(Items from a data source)
+ + + + +
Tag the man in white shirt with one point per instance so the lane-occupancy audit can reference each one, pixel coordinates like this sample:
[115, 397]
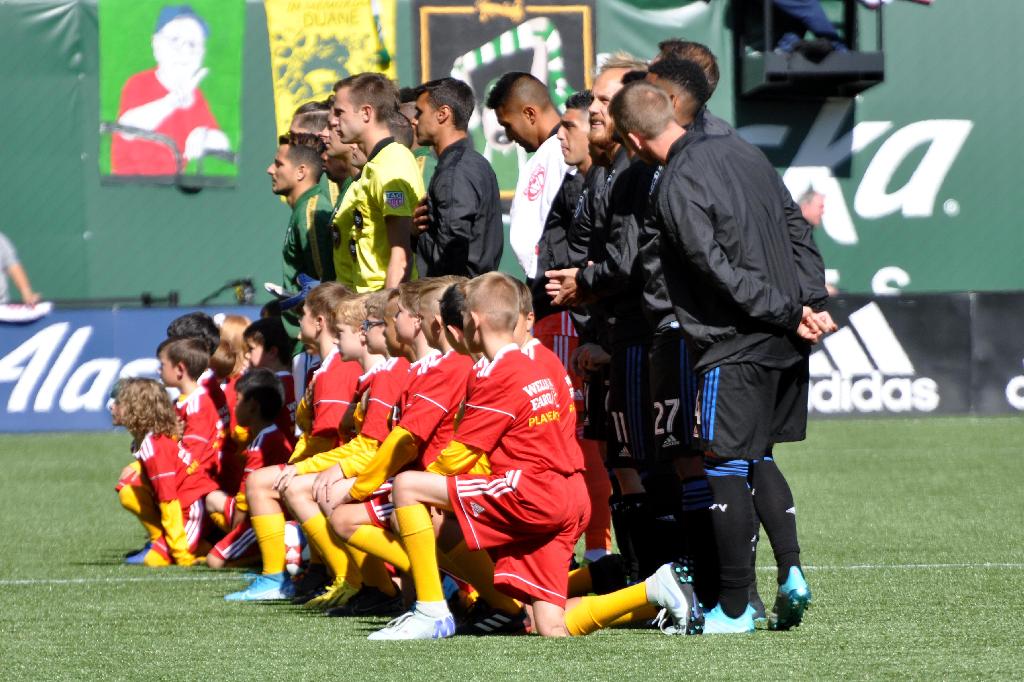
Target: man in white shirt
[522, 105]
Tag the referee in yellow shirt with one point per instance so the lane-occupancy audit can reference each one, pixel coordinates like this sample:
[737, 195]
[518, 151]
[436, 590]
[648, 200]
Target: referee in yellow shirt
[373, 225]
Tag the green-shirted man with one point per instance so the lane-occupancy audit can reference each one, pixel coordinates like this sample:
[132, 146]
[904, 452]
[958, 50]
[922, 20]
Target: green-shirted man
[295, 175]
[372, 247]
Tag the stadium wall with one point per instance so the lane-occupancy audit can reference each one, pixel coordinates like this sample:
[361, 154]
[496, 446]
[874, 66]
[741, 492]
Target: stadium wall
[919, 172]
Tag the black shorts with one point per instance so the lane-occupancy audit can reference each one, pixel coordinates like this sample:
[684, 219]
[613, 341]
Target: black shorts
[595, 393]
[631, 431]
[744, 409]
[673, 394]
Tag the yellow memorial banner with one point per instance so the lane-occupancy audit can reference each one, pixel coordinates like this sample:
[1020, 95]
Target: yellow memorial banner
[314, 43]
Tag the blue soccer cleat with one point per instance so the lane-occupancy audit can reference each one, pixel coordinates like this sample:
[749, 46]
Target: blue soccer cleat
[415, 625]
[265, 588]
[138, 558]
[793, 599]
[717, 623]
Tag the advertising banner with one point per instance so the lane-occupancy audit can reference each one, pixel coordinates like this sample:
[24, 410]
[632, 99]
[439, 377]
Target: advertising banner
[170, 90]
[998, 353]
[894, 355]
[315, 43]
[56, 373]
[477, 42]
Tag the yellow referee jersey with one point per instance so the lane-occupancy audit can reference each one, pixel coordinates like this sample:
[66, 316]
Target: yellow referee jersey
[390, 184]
+ + + + +
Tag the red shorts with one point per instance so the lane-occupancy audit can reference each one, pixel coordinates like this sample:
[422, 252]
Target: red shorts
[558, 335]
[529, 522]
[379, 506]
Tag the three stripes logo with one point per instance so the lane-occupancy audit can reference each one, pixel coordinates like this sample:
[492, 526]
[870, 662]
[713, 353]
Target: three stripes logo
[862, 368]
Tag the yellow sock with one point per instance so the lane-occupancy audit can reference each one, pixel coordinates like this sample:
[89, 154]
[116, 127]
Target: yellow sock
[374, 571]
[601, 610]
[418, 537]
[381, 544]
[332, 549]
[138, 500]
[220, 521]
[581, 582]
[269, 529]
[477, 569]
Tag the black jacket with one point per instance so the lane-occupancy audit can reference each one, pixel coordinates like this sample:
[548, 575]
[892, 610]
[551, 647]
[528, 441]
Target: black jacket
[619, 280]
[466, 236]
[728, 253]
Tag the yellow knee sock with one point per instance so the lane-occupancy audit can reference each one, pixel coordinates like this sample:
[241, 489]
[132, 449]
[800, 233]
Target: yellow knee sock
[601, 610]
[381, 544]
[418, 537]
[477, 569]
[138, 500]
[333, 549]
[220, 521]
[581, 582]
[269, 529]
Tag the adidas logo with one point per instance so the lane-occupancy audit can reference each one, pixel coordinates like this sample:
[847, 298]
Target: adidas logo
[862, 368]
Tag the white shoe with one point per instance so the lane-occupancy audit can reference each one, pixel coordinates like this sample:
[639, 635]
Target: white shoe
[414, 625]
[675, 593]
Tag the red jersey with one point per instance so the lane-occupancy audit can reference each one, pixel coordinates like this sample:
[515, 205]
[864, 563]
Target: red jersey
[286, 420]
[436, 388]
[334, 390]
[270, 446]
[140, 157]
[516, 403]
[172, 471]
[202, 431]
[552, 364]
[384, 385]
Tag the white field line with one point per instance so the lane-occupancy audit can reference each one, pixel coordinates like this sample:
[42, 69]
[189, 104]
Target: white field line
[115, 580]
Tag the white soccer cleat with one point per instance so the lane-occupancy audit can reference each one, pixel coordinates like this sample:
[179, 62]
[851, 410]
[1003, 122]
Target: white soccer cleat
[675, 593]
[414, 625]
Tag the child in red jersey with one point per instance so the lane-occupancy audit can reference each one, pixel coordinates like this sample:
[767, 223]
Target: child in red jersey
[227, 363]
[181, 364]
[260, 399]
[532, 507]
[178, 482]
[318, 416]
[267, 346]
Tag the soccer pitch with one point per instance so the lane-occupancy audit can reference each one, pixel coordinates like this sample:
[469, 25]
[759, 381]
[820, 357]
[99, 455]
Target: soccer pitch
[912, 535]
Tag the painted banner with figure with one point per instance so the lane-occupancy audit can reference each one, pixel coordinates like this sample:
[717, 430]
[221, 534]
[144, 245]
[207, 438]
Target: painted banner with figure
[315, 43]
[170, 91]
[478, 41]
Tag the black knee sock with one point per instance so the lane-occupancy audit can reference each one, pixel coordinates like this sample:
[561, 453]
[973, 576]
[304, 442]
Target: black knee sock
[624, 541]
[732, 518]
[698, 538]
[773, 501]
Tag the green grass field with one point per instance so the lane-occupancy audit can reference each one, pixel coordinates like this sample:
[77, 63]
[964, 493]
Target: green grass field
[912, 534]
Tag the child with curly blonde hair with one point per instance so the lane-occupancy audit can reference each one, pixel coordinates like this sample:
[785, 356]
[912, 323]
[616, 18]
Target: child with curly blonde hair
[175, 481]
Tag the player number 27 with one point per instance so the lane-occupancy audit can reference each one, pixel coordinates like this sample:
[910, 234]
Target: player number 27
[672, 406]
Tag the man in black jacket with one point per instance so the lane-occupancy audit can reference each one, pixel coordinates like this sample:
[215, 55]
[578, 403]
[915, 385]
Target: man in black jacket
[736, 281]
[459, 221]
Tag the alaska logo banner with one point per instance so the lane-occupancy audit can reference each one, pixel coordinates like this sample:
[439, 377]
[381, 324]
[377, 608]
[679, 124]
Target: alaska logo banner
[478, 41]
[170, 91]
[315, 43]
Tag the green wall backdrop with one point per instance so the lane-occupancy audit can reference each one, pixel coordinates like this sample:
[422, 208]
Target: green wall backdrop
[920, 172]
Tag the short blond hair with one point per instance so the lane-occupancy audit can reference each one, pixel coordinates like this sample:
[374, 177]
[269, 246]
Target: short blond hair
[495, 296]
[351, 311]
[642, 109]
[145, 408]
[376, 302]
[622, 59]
+ + + + +
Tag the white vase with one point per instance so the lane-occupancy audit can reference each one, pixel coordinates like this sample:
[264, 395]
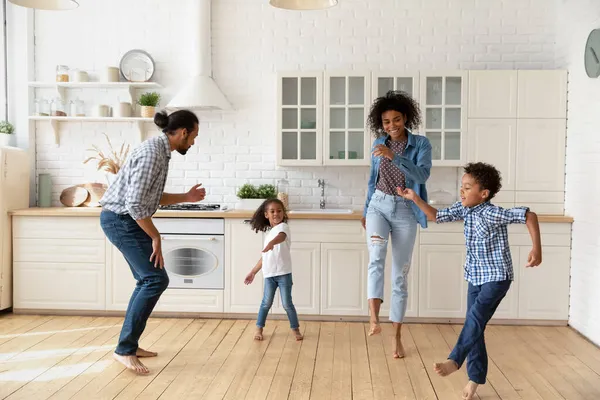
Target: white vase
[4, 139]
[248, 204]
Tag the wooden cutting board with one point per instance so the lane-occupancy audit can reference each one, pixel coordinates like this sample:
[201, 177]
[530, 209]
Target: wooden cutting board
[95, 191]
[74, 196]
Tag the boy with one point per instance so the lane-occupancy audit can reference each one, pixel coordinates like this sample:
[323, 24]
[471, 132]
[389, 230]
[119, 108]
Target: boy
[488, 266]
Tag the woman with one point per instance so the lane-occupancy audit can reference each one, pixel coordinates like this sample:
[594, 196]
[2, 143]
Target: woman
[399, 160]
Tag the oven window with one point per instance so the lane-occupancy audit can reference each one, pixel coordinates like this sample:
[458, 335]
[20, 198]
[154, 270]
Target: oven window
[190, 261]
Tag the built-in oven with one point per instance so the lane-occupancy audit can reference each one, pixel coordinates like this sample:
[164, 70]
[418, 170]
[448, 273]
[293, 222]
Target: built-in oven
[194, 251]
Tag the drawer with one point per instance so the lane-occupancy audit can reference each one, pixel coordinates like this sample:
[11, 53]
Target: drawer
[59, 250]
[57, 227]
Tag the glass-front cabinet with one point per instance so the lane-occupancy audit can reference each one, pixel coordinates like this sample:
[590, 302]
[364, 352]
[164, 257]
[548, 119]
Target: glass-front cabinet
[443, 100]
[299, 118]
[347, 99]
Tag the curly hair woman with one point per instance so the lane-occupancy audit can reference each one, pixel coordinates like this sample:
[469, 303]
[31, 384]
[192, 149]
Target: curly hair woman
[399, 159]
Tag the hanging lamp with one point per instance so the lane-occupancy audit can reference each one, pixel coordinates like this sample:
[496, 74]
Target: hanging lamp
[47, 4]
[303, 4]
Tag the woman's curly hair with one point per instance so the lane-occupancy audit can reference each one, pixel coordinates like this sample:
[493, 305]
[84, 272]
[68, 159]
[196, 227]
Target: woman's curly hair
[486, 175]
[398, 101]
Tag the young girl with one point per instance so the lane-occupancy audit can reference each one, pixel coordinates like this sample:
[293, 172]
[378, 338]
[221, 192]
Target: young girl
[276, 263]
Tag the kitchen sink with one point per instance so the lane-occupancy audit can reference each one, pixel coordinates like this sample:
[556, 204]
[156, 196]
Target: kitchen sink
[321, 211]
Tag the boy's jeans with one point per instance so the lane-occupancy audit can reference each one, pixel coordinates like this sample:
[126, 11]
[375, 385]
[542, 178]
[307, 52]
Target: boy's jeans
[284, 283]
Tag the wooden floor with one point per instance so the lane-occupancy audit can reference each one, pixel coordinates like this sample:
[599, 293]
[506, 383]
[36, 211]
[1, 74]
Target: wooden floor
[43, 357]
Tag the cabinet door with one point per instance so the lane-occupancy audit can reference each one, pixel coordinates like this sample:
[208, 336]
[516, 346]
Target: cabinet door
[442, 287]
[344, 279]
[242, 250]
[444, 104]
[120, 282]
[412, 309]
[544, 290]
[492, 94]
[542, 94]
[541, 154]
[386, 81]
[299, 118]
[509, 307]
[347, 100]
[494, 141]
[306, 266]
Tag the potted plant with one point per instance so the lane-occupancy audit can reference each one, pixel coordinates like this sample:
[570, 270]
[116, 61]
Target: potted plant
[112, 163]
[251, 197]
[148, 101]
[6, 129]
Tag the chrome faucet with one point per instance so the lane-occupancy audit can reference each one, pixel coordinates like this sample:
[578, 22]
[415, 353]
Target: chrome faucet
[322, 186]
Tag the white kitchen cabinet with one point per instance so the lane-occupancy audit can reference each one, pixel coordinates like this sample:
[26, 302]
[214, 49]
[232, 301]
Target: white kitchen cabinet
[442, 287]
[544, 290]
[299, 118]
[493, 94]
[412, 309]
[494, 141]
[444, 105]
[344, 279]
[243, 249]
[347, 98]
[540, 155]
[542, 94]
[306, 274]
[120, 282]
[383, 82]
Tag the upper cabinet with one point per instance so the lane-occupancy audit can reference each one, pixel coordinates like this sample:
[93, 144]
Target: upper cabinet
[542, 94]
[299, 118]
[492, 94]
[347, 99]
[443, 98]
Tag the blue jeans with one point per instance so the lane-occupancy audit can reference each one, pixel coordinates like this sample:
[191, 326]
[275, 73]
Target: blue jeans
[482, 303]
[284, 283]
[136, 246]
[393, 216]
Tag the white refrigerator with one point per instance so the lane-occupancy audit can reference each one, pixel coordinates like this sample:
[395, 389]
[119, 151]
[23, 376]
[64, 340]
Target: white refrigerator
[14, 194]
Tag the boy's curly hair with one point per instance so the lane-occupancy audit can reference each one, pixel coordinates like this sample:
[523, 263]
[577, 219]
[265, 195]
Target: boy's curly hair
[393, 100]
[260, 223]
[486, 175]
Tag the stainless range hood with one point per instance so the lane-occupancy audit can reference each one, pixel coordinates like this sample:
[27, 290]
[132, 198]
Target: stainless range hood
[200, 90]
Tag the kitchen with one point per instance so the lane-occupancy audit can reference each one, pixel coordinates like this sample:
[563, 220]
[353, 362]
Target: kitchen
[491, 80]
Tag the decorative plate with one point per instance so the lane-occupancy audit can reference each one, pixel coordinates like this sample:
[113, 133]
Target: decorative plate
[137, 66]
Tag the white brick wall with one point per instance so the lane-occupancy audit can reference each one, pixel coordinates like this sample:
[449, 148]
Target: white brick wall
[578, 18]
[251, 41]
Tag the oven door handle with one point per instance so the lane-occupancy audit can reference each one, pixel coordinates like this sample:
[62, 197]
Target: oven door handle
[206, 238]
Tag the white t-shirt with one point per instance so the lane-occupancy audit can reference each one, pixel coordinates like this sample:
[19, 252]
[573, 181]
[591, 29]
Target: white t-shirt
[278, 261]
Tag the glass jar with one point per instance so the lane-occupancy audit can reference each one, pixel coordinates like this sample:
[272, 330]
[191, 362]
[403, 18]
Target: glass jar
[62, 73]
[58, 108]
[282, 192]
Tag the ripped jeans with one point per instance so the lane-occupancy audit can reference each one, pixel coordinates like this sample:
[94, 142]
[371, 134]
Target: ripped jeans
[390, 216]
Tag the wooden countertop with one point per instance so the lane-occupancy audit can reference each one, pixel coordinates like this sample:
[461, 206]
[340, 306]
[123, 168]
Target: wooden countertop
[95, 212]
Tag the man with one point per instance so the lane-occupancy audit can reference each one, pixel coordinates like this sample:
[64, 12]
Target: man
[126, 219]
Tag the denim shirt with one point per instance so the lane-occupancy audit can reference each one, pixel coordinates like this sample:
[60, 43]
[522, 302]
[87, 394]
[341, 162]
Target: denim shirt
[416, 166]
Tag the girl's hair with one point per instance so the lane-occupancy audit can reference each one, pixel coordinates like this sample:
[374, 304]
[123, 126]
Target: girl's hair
+ + + + +
→ **What is expected**:
Please transcribe exactly the lines above from the line that has "Tag the denim" up to and including the line that has "Target: girl's hair"; no other line belongs in the answer.

→ **Your solution**:
Tag the denim shirt with one point per instance so the lane-occupancy audit can reference each one, pixel coordinates like this sample:
[60, 43]
[522, 302]
[87, 394]
[341, 162]
Target: denim shirt
[416, 166]
Tag the girl's hair with one point per instance so the lane-occupancy audit can reference each one, pixel coordinates like this sample:
[374, 304]
[123, 126]
Target: girl's hair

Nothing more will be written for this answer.